**Brief:** Set down exactly, with nothing added, the lines from the one containing "If you could point to the flowering" through the end of the entries.

Point-per-instance localization data
[Start of Attachment]
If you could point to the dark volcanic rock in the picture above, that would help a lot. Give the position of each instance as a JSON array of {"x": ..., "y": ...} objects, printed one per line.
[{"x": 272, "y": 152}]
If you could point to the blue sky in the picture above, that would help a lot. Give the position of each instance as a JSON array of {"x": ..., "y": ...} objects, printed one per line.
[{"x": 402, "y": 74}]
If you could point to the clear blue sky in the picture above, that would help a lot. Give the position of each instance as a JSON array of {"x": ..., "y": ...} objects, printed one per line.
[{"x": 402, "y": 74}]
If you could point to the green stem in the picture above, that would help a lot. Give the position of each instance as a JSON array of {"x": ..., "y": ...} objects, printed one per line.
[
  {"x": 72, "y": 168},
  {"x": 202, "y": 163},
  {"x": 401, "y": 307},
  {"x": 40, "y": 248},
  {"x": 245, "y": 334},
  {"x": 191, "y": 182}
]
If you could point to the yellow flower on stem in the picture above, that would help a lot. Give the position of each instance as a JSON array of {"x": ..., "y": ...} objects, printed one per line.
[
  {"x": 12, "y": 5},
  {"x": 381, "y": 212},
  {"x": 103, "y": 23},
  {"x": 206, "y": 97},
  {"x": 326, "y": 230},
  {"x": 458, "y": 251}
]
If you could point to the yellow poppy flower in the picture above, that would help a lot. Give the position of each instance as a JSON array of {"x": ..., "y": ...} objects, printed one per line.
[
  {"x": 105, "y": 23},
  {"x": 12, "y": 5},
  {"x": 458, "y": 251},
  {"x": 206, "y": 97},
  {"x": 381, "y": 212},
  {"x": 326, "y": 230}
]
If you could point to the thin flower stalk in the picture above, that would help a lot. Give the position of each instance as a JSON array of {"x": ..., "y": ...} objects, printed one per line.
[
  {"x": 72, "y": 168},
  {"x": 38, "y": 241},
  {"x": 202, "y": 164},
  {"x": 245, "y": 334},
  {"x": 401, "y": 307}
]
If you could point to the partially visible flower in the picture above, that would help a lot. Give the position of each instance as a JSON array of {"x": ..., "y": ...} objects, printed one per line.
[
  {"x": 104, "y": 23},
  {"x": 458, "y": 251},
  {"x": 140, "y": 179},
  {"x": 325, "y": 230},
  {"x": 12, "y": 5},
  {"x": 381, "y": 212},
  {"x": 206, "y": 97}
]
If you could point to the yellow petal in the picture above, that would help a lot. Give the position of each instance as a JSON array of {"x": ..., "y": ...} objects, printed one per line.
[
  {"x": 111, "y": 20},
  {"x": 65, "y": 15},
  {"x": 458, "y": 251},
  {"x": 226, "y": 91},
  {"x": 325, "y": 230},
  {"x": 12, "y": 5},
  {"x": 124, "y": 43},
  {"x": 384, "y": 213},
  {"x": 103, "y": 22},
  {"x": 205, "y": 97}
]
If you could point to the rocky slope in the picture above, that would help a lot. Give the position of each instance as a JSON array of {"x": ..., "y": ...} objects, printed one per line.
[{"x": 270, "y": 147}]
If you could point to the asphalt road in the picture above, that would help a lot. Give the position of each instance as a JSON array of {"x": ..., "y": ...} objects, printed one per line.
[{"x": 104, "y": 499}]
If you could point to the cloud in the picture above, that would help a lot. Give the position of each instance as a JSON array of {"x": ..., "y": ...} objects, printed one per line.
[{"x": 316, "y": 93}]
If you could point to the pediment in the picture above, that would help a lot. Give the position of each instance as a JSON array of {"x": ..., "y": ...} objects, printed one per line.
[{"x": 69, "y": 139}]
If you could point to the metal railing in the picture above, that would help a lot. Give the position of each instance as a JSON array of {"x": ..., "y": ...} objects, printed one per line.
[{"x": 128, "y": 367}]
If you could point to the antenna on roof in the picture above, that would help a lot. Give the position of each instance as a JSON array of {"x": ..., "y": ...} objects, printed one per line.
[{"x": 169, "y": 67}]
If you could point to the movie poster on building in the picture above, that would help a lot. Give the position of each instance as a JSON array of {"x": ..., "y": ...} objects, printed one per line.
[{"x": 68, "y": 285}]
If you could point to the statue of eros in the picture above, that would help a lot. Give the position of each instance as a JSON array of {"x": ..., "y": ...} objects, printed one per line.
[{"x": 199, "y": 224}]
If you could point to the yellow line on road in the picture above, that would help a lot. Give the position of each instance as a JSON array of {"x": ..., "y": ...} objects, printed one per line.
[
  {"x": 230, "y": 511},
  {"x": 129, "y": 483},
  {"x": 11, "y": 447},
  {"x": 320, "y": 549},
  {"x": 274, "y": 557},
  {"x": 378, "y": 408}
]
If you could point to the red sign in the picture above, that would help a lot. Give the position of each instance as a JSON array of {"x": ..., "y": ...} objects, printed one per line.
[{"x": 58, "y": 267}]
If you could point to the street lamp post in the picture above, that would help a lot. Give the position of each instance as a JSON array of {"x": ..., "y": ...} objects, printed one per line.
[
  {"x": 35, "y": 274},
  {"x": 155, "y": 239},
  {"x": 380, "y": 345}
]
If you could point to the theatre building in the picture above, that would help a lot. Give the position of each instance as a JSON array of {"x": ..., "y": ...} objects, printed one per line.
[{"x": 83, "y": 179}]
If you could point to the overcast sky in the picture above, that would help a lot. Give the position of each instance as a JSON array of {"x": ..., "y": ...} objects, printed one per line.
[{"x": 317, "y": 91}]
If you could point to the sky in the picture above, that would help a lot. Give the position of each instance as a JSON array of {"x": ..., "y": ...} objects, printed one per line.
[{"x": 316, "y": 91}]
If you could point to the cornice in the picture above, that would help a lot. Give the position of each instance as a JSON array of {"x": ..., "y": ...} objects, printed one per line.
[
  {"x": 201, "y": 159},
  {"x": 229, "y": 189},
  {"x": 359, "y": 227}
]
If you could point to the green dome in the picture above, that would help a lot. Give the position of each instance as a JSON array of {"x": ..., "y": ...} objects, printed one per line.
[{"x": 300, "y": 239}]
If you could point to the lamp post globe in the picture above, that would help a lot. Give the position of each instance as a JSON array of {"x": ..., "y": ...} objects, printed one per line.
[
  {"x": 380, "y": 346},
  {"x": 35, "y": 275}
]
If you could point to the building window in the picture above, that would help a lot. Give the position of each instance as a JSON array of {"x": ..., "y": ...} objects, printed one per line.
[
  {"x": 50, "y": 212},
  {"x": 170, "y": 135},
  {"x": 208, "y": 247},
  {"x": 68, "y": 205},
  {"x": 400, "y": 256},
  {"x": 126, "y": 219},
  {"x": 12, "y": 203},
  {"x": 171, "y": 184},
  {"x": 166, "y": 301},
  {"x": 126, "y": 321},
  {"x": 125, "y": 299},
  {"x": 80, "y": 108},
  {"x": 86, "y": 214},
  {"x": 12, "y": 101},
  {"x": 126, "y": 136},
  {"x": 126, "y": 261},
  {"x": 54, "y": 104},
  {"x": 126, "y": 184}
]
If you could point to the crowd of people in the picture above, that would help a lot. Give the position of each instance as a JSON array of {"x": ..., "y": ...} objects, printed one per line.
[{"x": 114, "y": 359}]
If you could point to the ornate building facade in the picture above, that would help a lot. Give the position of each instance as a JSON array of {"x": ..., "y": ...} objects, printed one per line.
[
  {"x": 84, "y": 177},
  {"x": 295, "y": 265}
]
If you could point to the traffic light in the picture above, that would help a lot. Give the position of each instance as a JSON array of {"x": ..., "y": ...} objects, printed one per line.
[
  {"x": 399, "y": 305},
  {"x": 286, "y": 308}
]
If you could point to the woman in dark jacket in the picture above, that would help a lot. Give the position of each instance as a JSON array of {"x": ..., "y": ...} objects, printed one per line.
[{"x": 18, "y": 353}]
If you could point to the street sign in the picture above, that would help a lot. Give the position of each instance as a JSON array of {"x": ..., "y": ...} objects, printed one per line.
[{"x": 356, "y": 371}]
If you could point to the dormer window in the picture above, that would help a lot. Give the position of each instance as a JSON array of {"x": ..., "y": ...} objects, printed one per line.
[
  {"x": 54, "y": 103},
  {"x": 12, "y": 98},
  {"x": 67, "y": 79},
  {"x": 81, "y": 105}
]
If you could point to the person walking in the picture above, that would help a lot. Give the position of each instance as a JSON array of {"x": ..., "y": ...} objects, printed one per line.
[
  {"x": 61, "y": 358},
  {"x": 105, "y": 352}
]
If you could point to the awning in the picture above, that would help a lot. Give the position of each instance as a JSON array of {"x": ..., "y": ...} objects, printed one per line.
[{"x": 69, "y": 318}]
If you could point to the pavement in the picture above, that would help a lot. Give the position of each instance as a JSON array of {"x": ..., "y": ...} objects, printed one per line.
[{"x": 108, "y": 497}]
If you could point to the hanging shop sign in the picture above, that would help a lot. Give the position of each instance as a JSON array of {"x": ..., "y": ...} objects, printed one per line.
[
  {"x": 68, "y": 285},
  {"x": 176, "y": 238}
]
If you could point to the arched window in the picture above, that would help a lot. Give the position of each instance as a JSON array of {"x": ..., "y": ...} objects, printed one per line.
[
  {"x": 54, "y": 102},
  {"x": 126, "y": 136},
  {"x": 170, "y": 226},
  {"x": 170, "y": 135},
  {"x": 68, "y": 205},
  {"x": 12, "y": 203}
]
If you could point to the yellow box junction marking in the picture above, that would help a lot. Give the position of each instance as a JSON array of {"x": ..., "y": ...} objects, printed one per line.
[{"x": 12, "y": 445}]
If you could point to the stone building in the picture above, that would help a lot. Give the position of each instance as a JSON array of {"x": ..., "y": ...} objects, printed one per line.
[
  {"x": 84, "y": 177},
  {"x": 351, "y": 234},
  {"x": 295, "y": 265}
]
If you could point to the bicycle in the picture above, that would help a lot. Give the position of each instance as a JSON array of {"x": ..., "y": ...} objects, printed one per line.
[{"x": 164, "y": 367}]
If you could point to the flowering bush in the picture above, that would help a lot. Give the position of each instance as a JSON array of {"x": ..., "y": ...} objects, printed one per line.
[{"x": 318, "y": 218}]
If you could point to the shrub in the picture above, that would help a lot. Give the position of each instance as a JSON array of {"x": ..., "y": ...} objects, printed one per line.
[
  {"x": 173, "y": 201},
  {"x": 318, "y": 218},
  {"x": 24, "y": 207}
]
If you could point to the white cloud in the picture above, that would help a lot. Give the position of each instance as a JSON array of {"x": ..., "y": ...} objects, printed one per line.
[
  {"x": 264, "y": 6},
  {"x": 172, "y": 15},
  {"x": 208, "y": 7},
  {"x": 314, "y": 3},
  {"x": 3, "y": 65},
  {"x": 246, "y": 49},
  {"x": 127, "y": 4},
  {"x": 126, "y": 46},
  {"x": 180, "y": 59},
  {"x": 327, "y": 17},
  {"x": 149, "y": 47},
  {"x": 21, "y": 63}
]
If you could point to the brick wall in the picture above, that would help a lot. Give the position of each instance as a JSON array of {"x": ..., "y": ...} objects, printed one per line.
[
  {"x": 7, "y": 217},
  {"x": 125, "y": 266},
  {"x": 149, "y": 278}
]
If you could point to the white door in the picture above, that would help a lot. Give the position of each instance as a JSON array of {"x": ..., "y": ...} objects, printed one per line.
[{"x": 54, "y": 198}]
[End of Attachment]
**Written response:**
If you could point to the flowering bush in the picture above, that would help a lot. Give the position of each instance as a JSON array of {"x": ..., "y": ...} objects, printed one per line.
[{"x": 318, "y": 218}]
If you could point to the shrub in the picture above, that would help a lot. Give the position of each instance as a JSON array of {"x": ..., "y": ...} objects, printed one per line.
[
  {"x": 173, "y": 201},
  {"x": 318, "y": 218},
  {"x": 24, "y": 207}
]
If you could point to the white cloud in the picture above, that would help a lot. Give the position of each instance as a JSON array of {"x": ..., "y": ...} objects, printed one per line.
[
  {"x": 264, "y": 6},
  {"x": 172, "y": 15},
  {"x": 208, "y": 7},
  {"x": 314, "y": 3},
  {"x": 3, "y": 65},
  {"x": 246, "y": 49},
  {"x": 127, "y": 4},
  {"x": 126, "y": 46},
  {"x": 180, "y": 59},
  {"x": 327, "y": 17},
  {"x": 149, "y": 47},
  {"x": 21, "y": 63}
]
If you could point to the brick wall in the picture above, that would help a lot. Give the position of each instance as a JSON array of {"x": ..., "y": ...} objects, printed one per line.
[
  {"x": 7, "y": 217},
  {"x": 125, "y": 266},
  {"x": 149, "y": 278}
]
If you could point to the white door in the picture above, that would help a lot. Give the position of each instance as a JSON array of {"x": ..., "y": ...} objects, printed one per line.
[{"x": 54, "y": 198}]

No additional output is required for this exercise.